[Prompt] Write out, exactly as they appear, only the lines running from the line with "Looking for: shirt cuff" to the final line of the listing; include both.

[Exercise input]
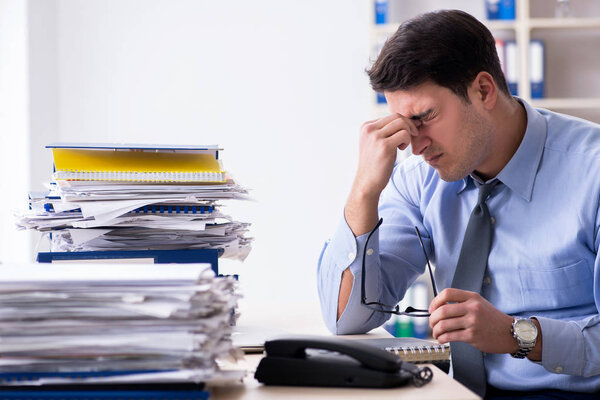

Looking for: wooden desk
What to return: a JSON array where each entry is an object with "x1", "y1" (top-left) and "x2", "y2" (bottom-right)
[
  {"x1": 209, "y1": 302, "x2": 479, "y2": 400},
  {"x1": 210, "y1": 354, "x2": 479, "y2": 400}
]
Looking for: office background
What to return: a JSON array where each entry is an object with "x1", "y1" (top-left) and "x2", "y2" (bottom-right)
[
  {"x1": 0, "y1": 0, "x2": 371, "y2": 313},
  {"x1": 0, "y1": 0, "x2": 600, "y2": 324}
]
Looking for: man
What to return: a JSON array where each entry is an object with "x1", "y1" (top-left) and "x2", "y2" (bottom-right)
[{"x1": 318, "y1": 11, "x2": 600, "y2": 398}]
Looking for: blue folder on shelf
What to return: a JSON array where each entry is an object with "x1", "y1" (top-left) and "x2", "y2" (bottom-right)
[{"x1": 37, "y1": 249, "x2": 223, "y2": 275}]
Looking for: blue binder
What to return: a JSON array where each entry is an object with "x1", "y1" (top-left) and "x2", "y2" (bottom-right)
[
  {"x1": 0, "y1": 385, "x2": 210, "y2": 400},
  {"x1": 37, "y1": 249, "x2": 223, "y2": 275},
  {"x1": 0, "y1": 371, "x2": 210, "y2": 400}
]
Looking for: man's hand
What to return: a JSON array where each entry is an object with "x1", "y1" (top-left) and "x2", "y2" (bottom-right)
[
  {"x1": 429, "y1": 289, "x2": 516, "y2": 353},
  {"x1": 337, "y1": 114, "x2": 419, "y2": 319},
  {"x1": 345, "y1": 114, "x2": 419, "y2": 236}
]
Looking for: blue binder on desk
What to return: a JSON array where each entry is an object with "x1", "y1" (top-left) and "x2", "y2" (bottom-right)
[
  {"x1": 37, "y1": 249, "x2": 223, "y2": 275},
  {"x1": 0, "y1": 371, "x2": 210, "y2": 400},
  {"x1": 0, "y1": 389, "x2": 210, "y2": 400}
]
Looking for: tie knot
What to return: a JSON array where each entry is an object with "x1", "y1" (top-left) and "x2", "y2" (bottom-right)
[{"x1": 474, "y1": 179, "x2": 500, "y2": 204}]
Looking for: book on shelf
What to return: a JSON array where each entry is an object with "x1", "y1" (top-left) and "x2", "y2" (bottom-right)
[{"x1": 46, "y1": 143, "x2": 226, "y2": 183}]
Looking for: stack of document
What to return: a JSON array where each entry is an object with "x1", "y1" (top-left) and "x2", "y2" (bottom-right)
[
  {"x1": 17, "y1": 143, "x2": 251, "y2": 260},
  {"x1": 0, "y1": 264, "x2": 244, "y2": 385}
]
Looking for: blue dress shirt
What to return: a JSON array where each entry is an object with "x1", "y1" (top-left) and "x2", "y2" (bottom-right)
[{"x1": 318, "y1": 102, "x2": 600, "y2": 392}]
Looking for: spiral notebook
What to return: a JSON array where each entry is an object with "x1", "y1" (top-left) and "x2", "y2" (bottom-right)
[{"x1": 361, "y1": 338, "x2": 450, "y2": 372}]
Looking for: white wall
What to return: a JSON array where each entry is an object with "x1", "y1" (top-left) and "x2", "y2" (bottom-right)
[
  {"x1": 0, "y1": 0, "x2": 31, "y2": 262},
  {"x1": 17, "y1": 0, "x2": 371, "y2": 324}
]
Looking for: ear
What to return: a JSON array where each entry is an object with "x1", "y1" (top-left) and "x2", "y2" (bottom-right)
[{"x1": 469, "y1": 71, "x2": 498, "y2": 110}]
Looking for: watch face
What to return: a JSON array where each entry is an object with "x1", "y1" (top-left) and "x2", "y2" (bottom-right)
[{"x1": 515, "y1": 319, "x2": 537, "y2": 342}]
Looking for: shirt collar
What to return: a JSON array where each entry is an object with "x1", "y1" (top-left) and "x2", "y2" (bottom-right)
[{"x1": 458, "y1": 98, "x2": 547, "y2": 201}]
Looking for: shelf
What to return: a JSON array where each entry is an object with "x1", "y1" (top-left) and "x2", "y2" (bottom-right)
[
  {"x1": 529, "y1": 18, "x2": 600, "y2": 29},
  {"x1": 482, "y1": 20, "x2": 517, "y2": 31},
  {"x1": 530, "y1": 97, "x2": 600, "y2": 110}
]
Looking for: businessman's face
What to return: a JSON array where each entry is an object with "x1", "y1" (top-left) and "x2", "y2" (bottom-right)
[{"x1": 385, "y1": 82, "x2": 493, "y2": 181}]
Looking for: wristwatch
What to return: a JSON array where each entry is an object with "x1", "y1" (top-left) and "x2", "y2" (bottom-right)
[{"x1": 511, "y1": 317, "x2": 538, "y2": 358}]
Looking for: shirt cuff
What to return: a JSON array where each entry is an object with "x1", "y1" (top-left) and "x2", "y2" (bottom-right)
[{"x1": 535, "y1": 316, "x2": 585, "y2": 375}]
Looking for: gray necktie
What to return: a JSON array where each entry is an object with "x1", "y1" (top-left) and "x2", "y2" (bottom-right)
[{"x1": 450, "y1": 179, "x2": 499, "y2": 397}]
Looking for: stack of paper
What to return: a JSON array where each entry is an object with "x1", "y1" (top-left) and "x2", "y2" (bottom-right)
[
  {"x1": 0, "y1": 264, "x2": 244, "y2": 384},
  {"x1": 17, "y1": 144, "x2": 251, "y2": 260}
]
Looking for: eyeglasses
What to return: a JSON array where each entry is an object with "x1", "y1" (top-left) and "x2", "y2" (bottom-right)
[{"x1": 360, "y1": 218, "x2": 437, "y2": 317}]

[Task answer]
Looking for: shirt cuff
What to return: a JSON array where each entry is an object with "x1", "y1" (top-left) and "x2", "y2" (bottom-right)
[{"x1": 535, "y1": 316, "x2": 585, "y2": 375}]
Looking for: gray necktie
What to return: a JSON array where each entry is an object with "x1", "y1" (top-left) and "x2", "y2" (bottom-right)
[{"x1": 450, "y1": 179, "x2": 499, "y2": 397}]
Looking for: stack of paper
What to return: a JSON array where each entry is an object with "x1", "y1" (top-left) and "x2", "y2" (bottom-right)
[
  {"x1": 0, "y1": 264, "x2": 244, "y2": 384},
  {"x1": 17, "y1": 144, "x2": 251, "y2": 260}
]
Looking for: eyeglasses
What to return: a JSON array where each entry is an object with "x1", "y1" (top-left) and "x2", "y2" (bottom-right)
[{"x1": 360, "y1": 218, "x2": 437, "y2": 317}]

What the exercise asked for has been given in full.